Resume the commentary on religious provisions in health-care advance directives, picking up right after its last sentence.
:: PROVIDED PASSAGE
Richard Kaplan's recent paper on Religion and Advance Directives: Formulations and Enforcement Implications discusses a topic I often wish we had more time to discuss in my health law survey course: the overlay of declared religious principles on health-care proxy document templates. Of course, the push-me-pull-you of this is that documents that are often conceived of by some as the fullest legal expression of individual autonomy at the point of end-of-life decision making can also be understood by others as the fullest expression of individual participation in a collective: religious belief and religious identity at the point of end of life decision making.
And so I was perplexed to read Richard Kaplan write: "[t]he inevitable result of such religious-doctrine-incorporation provisions is to limit the discretion of the designated proxy to make medically optimal decisions in any clinical situation" and that such directives "might further complicate the task of health-care professionals who must apply these directives in specific contexts."
Well, yes. It is probably harder to try to apply articulated guidelines of any kind rather than to focus end of life decision making priorities on choosing someone as the decision maker who has a world view, including a religious world view, consistent with the individual's. But, I don't think it is inherently more complicated because the guiding principles are explicitly religious. It is just more complicated because they are more specific and, perhaps, because such guidelines are morally freighted for some individuals.
::::
:: EXTRACTED RECORDS
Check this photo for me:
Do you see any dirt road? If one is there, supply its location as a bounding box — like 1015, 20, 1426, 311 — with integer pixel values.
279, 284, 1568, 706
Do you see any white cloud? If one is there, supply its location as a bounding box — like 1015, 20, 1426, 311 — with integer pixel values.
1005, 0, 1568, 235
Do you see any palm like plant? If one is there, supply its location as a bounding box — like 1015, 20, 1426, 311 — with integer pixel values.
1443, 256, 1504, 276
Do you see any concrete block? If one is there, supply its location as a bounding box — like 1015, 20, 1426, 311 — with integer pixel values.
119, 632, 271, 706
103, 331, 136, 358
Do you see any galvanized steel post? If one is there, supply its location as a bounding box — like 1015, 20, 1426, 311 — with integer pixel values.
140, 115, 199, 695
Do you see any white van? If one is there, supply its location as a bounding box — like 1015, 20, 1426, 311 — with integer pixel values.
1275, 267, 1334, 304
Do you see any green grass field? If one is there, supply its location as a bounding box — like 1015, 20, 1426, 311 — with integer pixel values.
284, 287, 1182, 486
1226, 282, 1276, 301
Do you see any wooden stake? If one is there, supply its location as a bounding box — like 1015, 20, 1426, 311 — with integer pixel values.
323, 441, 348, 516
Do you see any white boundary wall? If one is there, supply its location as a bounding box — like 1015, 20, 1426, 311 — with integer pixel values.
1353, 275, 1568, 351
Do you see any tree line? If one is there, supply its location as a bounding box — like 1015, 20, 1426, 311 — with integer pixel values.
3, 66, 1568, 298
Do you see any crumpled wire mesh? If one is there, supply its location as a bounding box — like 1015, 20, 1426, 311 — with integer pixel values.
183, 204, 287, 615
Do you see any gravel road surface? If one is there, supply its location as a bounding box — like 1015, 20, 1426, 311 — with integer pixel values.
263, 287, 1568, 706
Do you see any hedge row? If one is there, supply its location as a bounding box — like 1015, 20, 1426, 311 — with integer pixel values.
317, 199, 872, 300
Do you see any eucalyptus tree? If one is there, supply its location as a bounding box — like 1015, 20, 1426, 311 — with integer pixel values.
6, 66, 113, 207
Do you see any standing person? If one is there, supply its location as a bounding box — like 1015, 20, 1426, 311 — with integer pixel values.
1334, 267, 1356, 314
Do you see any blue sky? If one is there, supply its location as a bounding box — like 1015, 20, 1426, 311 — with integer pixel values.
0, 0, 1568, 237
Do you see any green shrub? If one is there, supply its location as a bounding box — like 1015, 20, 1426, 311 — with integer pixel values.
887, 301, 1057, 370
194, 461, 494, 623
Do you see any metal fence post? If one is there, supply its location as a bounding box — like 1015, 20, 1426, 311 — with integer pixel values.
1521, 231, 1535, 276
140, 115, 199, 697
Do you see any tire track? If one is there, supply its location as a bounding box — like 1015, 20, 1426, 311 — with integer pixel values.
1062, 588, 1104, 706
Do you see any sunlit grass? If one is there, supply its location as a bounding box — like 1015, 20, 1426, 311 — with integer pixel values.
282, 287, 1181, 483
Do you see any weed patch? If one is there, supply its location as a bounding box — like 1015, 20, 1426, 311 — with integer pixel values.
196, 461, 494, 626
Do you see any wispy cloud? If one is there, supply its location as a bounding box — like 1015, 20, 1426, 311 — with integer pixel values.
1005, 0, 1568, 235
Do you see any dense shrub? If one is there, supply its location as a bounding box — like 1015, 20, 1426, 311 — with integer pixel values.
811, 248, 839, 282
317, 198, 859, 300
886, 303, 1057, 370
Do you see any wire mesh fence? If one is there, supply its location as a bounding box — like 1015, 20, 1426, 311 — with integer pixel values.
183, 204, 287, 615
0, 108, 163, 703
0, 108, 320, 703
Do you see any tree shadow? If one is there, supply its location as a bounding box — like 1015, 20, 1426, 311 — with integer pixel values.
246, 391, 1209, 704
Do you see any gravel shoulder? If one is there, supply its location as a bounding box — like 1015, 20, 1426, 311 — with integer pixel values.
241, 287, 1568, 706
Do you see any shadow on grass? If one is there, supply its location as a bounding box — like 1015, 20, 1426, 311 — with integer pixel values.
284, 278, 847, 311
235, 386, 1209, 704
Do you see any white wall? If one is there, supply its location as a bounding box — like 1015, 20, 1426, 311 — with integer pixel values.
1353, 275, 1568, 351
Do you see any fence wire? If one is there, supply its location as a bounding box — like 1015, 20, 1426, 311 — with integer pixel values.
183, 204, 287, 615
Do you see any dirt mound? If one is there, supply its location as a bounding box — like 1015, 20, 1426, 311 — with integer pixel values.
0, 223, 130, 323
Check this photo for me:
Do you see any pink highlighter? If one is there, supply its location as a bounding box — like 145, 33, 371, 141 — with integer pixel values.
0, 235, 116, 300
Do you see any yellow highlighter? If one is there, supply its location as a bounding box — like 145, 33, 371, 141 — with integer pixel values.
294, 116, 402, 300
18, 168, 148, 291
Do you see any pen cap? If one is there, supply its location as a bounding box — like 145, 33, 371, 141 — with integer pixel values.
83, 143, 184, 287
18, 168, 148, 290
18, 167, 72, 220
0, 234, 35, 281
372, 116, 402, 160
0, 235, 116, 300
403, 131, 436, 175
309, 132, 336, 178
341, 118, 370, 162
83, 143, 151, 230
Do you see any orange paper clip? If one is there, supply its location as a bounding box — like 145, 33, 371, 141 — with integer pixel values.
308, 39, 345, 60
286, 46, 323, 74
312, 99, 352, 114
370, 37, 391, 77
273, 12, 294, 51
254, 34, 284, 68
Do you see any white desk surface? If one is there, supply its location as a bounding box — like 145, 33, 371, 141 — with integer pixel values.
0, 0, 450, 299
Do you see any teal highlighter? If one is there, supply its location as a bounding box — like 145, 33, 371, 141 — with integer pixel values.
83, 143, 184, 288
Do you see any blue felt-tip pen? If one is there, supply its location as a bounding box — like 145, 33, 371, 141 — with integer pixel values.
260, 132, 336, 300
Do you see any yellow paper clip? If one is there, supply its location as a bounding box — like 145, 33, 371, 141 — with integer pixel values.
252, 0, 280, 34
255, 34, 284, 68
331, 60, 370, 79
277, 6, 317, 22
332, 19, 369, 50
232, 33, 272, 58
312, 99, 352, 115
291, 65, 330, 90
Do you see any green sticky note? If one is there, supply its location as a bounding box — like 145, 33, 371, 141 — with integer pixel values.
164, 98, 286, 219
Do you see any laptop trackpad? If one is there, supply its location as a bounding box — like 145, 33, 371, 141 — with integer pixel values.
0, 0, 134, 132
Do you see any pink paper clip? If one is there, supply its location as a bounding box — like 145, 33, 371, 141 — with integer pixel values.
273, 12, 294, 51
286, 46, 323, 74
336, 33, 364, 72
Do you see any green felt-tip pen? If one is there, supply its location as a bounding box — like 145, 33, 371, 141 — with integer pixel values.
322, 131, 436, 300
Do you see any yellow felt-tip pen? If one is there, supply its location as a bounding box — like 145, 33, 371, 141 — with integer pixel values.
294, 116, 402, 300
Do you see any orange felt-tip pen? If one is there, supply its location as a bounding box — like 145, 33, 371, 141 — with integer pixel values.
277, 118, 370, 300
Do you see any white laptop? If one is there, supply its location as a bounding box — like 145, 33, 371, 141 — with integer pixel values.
::::
SOLVED EXERCISE:
And, I have to wonder if Richard Kaplan doesn't see this too because he then goes on in his article to discuss, in much greater detail, how the undisclosed to patient religious beliefs of providers do, in fact, shape how treatment choice options concerning end of life decision making are presented. We might call this the hidden religious screen on end of life decision making — the undisclosed religious screen of the provider.
Are we better off with non-disclosed religious perspectives helping to shape end of life decision making or with completely up front declarations of preferences by some to adhere to religiously articulated principles that guide end of life decision making?
In light of information asymmetry and power differentials, the framing of the range of available choices on end of life decision making may actually be the far more significant act than the choosing among the limited choices presented. If this is true, Richard Kaplan hasn't persuaded me that religious principles aren't already playing a significant role in end of life decision making but that, in fact, someone else's religious principles or religious affiliations are the ones that matter in many situations. Somehow, I don't find this the more comforting scenario.
I wonder if it isn't more important, then, to select a health care provider whose world view and religious sensibility is attuned to yours than it is to focus on these same characteristics when selecting the actual individual health care proxy.